» **Passage shown**
═══
I think that there is a validity threat to his experiments that he needs to reflect upon: Are you measuring exactly what you said that you wanted to measure – the speed of light (c) or are you measuring instead the time or frequency (v) with which the light reaches masses with different rates of velocity?
In the example or ‘experiment’ of the pedestrian, the car, the airplane and the rocket approaching a traffic light, was he measuring the speed of the light with c+ half c; c+600mph; etc. or was he measuring the speed with which the masses approach the light? It seems to me that the light remains constant in its speed of propagation while the different objects approach the light at variable speeds. Incidentally, while walking home from his lecture, I saw a big snail sluggishly crawling towards a street light while it took me a few strides to cover the same distance without affecting the speed of the light itself.
His second ‘experiment’ with Io and the earth again seems to measure the speed of Io relative to the earth and not the speed of light as such. For instance, was he saying that the sun shines in the tropics at a faster speed, no wonder the sun is so harsh there compared to North America and Europe. I think that it is more likely that the sunlight travels at the same speed but because the tropics are closer to the equator, it hits them hotter than those farther from the equator.
A different question is the applicability of the theory of variable light speeds. Does it imply that you could now develop lights that are faster than others instead of the more conventional one of lights that are brighter? What would a faster light do? Perhaps it would turn on the florescent tube faster, turn on the computer faster, propel airplanes faster? Just because his measurement instrument faces validity threats does not mean that his insight could not be applied instrumentally in science fiction, for instance.
In conclusion, although I used two researchers of African descent to illustrate the problem of validity threats in modern science, it should not be assumed that the problem is only faced by scientists of African descent. A survey of Science Magazine articles will support my hunch that validity (measuring exactly what you said you are measuring) is confused with reliability (whether independent observations would replicate the results). For instance, an editorial in the Science Magazine argued that some new discoveries in science could not be ‘validated’ initially but the author was probably referring to reliability in the sense of replicability by future researchers . Similarly, when a company sued a researcher and his college employers over the validity of test results, they were actually complaining that the results could not be independently replicated which is a question of reliability rather than validity . The general public could be better educated about the concept of validity if the STEM disciplines would require their students to take and pass research methodology courses in the social sciences.
═══
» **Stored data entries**
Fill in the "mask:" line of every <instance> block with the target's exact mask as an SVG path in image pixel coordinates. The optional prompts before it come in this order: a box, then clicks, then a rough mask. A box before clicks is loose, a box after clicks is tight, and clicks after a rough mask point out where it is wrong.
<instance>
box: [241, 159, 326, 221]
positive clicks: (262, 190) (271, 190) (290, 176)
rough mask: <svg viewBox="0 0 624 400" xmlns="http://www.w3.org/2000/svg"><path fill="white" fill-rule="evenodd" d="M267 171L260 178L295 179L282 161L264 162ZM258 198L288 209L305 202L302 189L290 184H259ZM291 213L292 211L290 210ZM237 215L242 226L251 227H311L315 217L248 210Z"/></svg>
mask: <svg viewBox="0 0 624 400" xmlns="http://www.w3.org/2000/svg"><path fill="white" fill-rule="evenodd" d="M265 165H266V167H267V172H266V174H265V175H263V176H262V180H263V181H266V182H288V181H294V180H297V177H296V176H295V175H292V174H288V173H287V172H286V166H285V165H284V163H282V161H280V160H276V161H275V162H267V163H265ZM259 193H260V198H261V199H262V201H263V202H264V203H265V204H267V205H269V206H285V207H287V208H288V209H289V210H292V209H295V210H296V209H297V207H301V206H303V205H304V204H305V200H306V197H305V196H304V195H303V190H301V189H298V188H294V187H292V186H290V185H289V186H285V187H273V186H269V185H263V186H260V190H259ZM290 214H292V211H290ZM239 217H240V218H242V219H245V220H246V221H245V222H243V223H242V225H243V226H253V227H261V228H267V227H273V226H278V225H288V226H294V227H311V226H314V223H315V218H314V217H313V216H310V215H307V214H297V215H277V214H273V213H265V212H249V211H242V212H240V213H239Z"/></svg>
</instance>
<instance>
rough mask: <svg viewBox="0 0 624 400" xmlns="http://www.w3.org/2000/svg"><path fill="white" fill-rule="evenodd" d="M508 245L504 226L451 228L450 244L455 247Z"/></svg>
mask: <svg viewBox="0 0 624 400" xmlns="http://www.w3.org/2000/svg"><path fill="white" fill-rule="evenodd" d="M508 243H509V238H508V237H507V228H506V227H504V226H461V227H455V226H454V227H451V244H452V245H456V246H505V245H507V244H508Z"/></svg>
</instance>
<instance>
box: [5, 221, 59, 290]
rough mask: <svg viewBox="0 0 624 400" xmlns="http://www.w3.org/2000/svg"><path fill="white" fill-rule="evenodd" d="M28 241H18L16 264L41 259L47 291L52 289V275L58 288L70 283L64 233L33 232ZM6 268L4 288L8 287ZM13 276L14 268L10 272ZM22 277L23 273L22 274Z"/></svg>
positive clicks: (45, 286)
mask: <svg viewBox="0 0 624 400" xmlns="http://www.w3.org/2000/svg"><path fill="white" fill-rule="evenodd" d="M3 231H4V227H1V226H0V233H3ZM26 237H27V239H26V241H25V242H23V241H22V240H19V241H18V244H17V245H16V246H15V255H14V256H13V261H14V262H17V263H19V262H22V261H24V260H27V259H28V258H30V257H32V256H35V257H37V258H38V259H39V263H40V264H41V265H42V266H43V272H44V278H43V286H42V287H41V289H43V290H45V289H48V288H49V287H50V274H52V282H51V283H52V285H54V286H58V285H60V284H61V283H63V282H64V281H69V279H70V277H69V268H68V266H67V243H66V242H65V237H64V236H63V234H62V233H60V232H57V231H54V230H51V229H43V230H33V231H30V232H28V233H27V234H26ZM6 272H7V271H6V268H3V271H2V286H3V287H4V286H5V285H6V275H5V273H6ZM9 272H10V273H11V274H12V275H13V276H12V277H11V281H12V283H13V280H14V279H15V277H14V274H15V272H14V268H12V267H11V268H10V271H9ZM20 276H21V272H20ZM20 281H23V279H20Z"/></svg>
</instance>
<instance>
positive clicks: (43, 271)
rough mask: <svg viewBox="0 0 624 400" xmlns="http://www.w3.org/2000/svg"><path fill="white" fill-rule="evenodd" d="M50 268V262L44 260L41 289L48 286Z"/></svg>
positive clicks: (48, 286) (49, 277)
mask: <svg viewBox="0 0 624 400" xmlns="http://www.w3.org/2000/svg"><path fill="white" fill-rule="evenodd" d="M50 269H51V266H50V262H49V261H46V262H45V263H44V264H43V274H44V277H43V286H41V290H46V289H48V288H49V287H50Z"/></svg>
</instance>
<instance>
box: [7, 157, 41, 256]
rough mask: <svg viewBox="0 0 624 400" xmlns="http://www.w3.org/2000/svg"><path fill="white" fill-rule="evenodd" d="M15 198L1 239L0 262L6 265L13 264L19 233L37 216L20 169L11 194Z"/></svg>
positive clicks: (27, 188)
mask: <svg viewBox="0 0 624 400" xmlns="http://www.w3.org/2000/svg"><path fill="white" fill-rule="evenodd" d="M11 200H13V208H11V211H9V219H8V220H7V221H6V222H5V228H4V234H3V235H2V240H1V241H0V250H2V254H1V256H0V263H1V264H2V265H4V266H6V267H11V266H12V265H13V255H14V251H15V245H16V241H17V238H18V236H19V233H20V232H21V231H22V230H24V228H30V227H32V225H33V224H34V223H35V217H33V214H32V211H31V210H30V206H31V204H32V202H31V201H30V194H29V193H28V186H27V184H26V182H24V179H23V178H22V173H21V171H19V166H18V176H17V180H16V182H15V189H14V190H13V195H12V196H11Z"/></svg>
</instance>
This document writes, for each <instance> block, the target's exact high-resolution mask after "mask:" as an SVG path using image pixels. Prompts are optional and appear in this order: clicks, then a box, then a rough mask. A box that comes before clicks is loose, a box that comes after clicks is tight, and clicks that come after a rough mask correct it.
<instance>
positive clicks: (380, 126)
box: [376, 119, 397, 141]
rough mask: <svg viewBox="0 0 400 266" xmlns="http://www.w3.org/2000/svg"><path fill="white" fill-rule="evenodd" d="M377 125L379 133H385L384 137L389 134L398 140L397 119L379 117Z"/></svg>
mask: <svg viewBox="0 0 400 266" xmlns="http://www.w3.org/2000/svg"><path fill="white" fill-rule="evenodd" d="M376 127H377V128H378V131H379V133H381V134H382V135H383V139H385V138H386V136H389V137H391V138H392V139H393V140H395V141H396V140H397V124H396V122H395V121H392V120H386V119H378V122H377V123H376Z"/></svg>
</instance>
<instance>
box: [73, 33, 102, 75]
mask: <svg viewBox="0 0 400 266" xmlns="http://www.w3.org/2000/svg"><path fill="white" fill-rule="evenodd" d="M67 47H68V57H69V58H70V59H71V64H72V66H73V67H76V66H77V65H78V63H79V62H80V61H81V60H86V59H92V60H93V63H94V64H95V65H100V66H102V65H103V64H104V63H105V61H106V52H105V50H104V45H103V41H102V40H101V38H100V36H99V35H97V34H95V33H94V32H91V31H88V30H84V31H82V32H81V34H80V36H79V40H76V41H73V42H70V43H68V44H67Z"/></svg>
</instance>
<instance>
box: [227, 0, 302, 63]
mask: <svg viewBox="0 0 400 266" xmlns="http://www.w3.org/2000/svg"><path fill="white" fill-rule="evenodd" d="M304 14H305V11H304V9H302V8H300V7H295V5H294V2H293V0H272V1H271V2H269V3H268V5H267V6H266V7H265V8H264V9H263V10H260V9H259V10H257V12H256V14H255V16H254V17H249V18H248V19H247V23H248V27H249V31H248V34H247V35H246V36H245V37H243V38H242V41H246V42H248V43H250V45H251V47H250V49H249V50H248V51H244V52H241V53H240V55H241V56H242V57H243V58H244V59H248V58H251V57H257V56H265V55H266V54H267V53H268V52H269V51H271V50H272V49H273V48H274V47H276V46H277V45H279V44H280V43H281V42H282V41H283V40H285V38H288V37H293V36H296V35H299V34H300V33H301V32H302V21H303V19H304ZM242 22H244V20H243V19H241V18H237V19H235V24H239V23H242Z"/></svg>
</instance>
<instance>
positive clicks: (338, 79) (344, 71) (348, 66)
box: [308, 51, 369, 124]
═══
» **How to complete this task**
In the passage on validity threats, how is reliability defined? The data here is separate material, unrelated to the passage on validity threats.

» **Output for this task**
Reliability is whether independent observations would replicate the results.